Action item
Give back each line below verbatim.

Start of Data for this exercise

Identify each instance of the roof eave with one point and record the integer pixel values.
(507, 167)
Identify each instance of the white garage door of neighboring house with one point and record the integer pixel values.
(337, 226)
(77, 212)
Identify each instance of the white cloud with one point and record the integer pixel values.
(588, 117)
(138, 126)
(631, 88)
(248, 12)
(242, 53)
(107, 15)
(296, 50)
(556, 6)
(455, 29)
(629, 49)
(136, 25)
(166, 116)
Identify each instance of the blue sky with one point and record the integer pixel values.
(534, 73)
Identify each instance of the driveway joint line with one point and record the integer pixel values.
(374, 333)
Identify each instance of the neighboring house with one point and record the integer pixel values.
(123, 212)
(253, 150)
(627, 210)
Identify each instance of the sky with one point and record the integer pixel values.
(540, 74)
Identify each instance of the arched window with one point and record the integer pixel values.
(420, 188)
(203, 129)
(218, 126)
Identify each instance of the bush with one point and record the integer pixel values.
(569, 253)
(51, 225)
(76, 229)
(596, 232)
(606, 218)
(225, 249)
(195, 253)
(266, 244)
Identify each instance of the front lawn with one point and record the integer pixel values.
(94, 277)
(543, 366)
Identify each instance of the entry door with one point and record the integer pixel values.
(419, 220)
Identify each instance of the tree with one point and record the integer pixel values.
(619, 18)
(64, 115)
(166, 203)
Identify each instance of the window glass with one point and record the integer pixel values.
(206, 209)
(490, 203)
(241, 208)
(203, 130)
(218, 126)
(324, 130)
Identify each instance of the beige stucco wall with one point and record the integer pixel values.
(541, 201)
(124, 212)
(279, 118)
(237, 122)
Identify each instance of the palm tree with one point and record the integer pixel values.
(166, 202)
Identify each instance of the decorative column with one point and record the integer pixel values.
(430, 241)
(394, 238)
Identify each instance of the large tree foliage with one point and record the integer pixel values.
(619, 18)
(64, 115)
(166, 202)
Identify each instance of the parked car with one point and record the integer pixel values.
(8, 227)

End of Data for this exercise

Task result
Identify each instance of the roof eave with one point and record the integer pixel values.
(507, 167)
Identify each instance of the white garage door of neighboring house with one point and record the integer pixel values.
(337, 226)
(77, 212)
Identify each instance of the white cloud with one point and record the integer pixel values.
(588, 117)
(138, 126)
(631, 88)
(248, 12)
(242, 53)
(107, 15)
(296, 50)
(556, 6)
(455, 29)
(629, 49)
(136, 25)
(166, 116)
Identify each instance of the blue sky with one point and record the integer pixel values.
(534, 73)
Identify each instance of the driveway joint line with one point and record the integer pixel values.
(374, 333)
Identify each instance of the neighboring house with one point and record the integer pixel values.
(123, 212)
(253, 150)
(627, 210)
Identify each instance of the sky with one point and record the integer pixel values.
(540, 74)
Identify each instance of the arched window with one point and record the integer pixel values.
(420, 188)
(203, 129)
(218, 126)
Identify each instance of the bush with one point and record the integer pixel values.
(569, 253)
(51, 225)
(76, 229)
(596, 232)
(606, 218)
(225, 249)
(195, 253)
(266, 244)
Identify each instance of the front lawn with one point and record the integer pixel values.
(94, 277)
(543, 366)
Identify each instance of the entry door with one point and record the integer pixel values.
(419, 220)
Identify each instance of the tree with one point and record the integer pixel values.
(619, 18)
(64, 115)
(166, 203)
Identify each instance of the window glass with one point and record the integer pixel values.
(206, 209)
(490, 203)
(241, 208)
(203, 130)
(218, 126)
(324, 130)
Identify each instance of the beige stucco wall with one point and record the integer pixel values.
(541, 201)
(124, 212)
(279, 118)
(237, 122)
Identify each instance of the palm tree with one point and record the integer pixel values.
(166, 202)
Identify each instance of the decorative column with one point and record the integer pixel values.
(430, 241)
(394, 238)
Identify each instance of the large tree foliage with one point and record the integer pixel values.
(619, 18)
(64, 115)
(166, 202)
Identify each instance of the parked car with one point and record the integer pixel values.
(8, 227)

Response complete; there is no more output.